Complete the following:
[1] In the excerpt about the RNLI and Channel migrants, what did French government ships do after the at-sea meetings were revealed?
[2] Rewrite the stretch from "Brexit champion Farage" through "in considerable danger." in the excerpt about the RNLI and Channel migrants, with "PR campaign" replaced by "publicity campaign".
[3] Write the next part of the excerpt about the RNLI and Channel migrants, picking up after its last sentence.

Selected excerpt:
══════════

Farage said this state of affairs had created “division within coastal communities” and disquiet among some RNLI volunteers and RNLI donors.

“I worry that the RNLI is doing the wrong thing,” he said, revealing that one lifeboatman has told him he is resigning from the Institution because constantly putting to sea to pick up migrants has impacted his capacity to run his business.

French warship Fourmentin comes to within four and a half miles of the British coast and meets with an RNLI all-weather rescue boat on Saturday 16th May 2020 / Image generated by Breitbart London with data from myshiptracking.com and open-source imagery

The picture painted by the RNLI and Mark Dowie of the migrants they are collecting — “Imagine being out of sight of land, running out of fuel, coming across incredibly busy shipping lanes when you’re frightened and you don’t know which direction you’re going in” — may be challenged by real-world shipping tracking data revealing the actual nature of one migrant-handover between the British and French governments, in which the RNLI appeared to be a willing partner.

Analysis of transponder data in 2020 exposed the fact that a French warship had closely escorted boat migrants far into British waters, where the vessel rendezvoused with an RNLI boat. The migrants safely handed over, the RNLI then escorted the boat to England, at every moment closely watched by a well-equipped military, coastguard, or life-saving vessel nearby.

French government ships were subsequently shown to have turned off their transponders after these at-sea meetings were revealed.

Brexit champion Farage this week accused RNLI bigwigs in Poole of having employed a PR firm — or at least PR tactics — to demonise him for having exposed the Channel crisis.

“All I was doing is pointing out the truth, but if you, the bosses in Poole, want to pick a fight with me, that’s fine by me — I’ve fought people bigger and uglier than you in the past,” he said.

The RNLI has indeed launched a considerable PR campaign in recent weeks, but not one meant to educate would-be illegal migrants that crossing the world’s single busiest waterway in unseaworthy boats with no sailing experience is extremely dangerous and puts not just the lives of fellow migrants but also lifeboatmen in considerable danger.

══════════

Given data:
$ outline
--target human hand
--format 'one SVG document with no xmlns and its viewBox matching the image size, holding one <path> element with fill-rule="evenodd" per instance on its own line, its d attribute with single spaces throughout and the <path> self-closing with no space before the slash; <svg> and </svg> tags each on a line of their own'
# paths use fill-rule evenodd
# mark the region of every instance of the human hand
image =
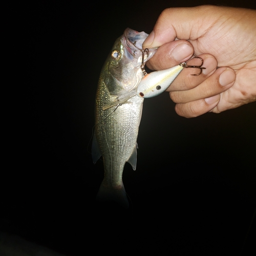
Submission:
<svg viewBox="0 0 256 256">
<path fill-rule="evenodd" d="M 204 59 L 202 74 L 191 76 L 197 70 L 184 69 L 166 90 L 177 114 L 189 118 L 256 100 L 255 42 L 256 11 L 202 6 L 164 10 L 143 46 L 160 47 L 147 62 L 153 70 L 186 61 L 193 54 Z"/>
</svg>

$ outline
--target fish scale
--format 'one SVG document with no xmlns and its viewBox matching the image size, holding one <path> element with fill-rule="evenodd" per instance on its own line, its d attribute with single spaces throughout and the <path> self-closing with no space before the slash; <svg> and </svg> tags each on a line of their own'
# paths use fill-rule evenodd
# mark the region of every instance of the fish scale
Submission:
<svg viewBox="0 0 256 256">
<path fill-rule="evenodd" d="M 144 32 L 125 30 L 103 65 L 96 92 L 92 152 L 94 162 L 102 156 L 104 165 L 104 179 L 97 199 L 114 201 L 125 208 L 129 207 L 129 202 L 122 176 L 126 162 L 134 169 L 136 166 L 137 138 L 144 99 L 136 94 L 143 77 L 142 44 L 147 36 Z M 156 51 L 150 49 L 144 61 Z M 122 104 L 118 103 L 119 98 Z"/>
</svg>

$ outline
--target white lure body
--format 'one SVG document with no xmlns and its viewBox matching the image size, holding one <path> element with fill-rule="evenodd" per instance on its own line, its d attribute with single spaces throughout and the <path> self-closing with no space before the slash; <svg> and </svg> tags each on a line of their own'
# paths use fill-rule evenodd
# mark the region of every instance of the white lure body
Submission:
<svg viewBox="0 0 256 256">
<path fill-rule="evenodd" d="M 137 95 L 141 98 L 151 98 L 164 92 L 184 68 L 177 65 L 173 68 L 151 72 L 139 83 Z"/>
</svg>

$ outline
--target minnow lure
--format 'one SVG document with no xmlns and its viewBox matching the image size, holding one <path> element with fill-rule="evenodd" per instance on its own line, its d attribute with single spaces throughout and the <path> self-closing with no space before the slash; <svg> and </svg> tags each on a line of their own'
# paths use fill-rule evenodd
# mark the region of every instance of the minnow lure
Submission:
<svg viewBox="0 0 256 256">
<path fill-rule="evenodd" d="M 144 70 L 144 65 L 142 65 L 141 69 L 145 76 L 139 83 L 137 89 L 137 95 L 141 98 L 151 98 L 159 95 L 164 92 L 170 86 L 174 79 L 184 68 L 194 68 L 200 69 L 198 74 L 193 74 L 193 76 L 198 76 L 202 73 L 202 69 L 205 68 L 202 67 L 203 60 L 200 57 L 194 58 L 200 59 L 202 63 L 200 66 L 190 66 L 186 62 L 180 63 L 178 65 L 165 69 L 154 71 L 146 74 Z"/>
</svg>

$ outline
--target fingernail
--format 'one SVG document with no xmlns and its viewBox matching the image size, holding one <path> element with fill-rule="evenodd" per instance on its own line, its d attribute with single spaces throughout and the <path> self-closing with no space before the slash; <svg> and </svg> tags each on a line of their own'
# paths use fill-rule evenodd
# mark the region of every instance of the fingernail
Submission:
<svg viewBox="0 0 256 256">
<path fill-rule="evenodd" d="M 193 51 L 193 48 L 189 45 L 180 43 L 174 48 L 172 56 L 177 61 L 181 61 L 191 55 Z"/>
<path fill-rule="evenodd" d="M 219 78 L 219 81 L 222 86 L 226 86 L 233 82 L 236 79 L 236 74 L 230 69 L 226 69 L 222 72 Z"/>
<path fill-rule="evenodd" d="M 146 40 L 144 41 L 142 44 L 143 48 L 144 49 L 149 46 L 151 47 L 152 42 L 153 42 L 154 38 L 155 38 L 155 32 L 154 30 L 149 34 L 148 36 L 146 38 Z M 154 46 L 151 47 L 151 48 L 154 47 Z M 148 47 L 150 48 L 150 47 Z"/>
<path fill-rule="evenodd" d="M 204 100 L 205 100 L 205 102 L 207 104 L 210 105 L 211 104 L 213 104 L 214 103 L 218 101 L 219 99 L 220 99 L 220 95 L 218 94 L 214 96 L 210 97 L 209 98 L 206 98 L 206 99 L 204 99 Z"/>
<path fill-rule="evenodd" d="M 216 69 L 217 62 L 212 60 L 212 58 L 206 58 L 204 59 L 203 67 L 205 69 L 203 69 L 203 74 L 208 75 Z"/>
</svg>

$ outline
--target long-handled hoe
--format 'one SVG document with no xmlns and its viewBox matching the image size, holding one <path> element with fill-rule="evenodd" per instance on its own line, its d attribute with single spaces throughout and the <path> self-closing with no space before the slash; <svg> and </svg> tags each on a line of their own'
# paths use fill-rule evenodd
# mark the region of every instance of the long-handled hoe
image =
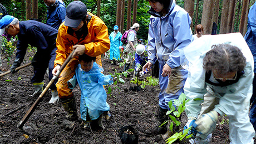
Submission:
<svg viewBox="0 0 256 144">
<path fill-rule="evenodd" d="M 33 105 L 30 107 L 29 110 L 27 112 L 26 115 L 24 116 L 23 118 L 21 120 L 19 123 L 18 124 L 17 126 L 19 128 L 22 128 L 25 123 L 27 121 L 29 117 L 31 116 L 32 114 L 34 112 L 35 110 L 36 109 L 36 107 L 38 105 L 39 102 L 40 102 L 40 100 L 43 97 L 43 96 L 45 95 L 45 94 L 46 92 L 46 91 L 48 90 L 49 88 L 51 86 L 51 85 L 53 83 L 54 81 L 58 77 L 60 74 L 61 74 L 61 71 L 63 70 L 63 69 L 65 68 L 66 65 L 68 63 L 68 62 L 70 61 L 70 60 L 72 58 L 72 55 L 75 52 L 75 50 L 73 50 L 71 54 L 68 56 L 68 57 L 67 58 L 67 59 L 64 61 L 64 63 L 63 65 L 61 66 L 60 68 L 60 70 L 57 72 L 57 75 L 54 76 L 53 78 L 51 80 L 51 81 L 49 82 L 49 83 L 47 84 L 46 87 L 43 90 L 43 92 L 40 94 L 38 98 L 36 100 L 36 101 L 34 102 Z"/>
</svg>

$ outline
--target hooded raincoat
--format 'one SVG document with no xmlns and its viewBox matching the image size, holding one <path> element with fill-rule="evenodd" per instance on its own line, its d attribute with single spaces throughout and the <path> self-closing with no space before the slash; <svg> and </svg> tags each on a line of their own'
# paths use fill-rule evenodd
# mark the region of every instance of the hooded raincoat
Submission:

══════════

Set of answers:
[1] They turned off their transponders.

[2]
Brexit champion Farage this week accused RNLI bigwigs in Poole of having employed a PR firm — or at least PR tactics — to demonise him for having exposed the Channel crisis.

“All I was doing is pointing out the truth, but if you, the bosses in Poole, want to pick a fight with me, that’s fine by me — I’ve fought people bigger and uglier than you in the past,” he said.

The RNLI has indeed launched a considerable publicity campaign in recent weeks, but not one meant to educate would-be illegal migrants that crossing the world’s single busiest waterway in unseaworthy boats with no sailing experience is extremely dangerous and puts not just the lives of fellow migrants but also lifeboatmen in considerable danger.

[3]
Unlike the RNLI’s domestic education work, which rightly focuses on helping people not get into trouble in the first place or needing to call upon the finite resources of the life-saving charity, the focus with respect to Channel migrants appears to be on shaping the opinions of the British public on immigration — including by courting journalists.

Several news pieces published in recent days followed an activity day for friendly journalists at the RNLI’s headquarters in Poole, where hacks were put on a rubber dinghy in the organisation’s own storm-simulator training pool.

Interestingly, many of the arguments made by Farage with respect to the RNLI and others actually exacerbating Channel crossings by making them easier and, as a result, encouraging more people to attempt them, were previously advanced by the European Union Border and Coast Guard Agency, Frontex, on search-and-rescue (SAR) missions near Libya.

“Both border surveillance and SAR missions close to, or within, the 12-mile territorial waters of Libya have unintended consequences,” the EU agency noted in its Risk Analysis for 2017.

“Namely, they influence smugglers’ planning and act as a pull … Dangerous crossings on unseaworthy and overloaded vessels were organised with the main purpose of being detected by EUNAVFOR Med/Frontex and NGO vessels,” it conceded.

“Apparently, all parties involved in SAR operations in the Central Mediterranean unintentionally help criminals achieve their objectives at minimum cost, strengthen their business model by increasing the chances of success.

“Migrants and refugees – encouraged by the stories of those who had successfully made it in the past – attempt the dangerous crossing since they are aware of and rely on humanitarian assistance to reach the EU”, Frontex noted.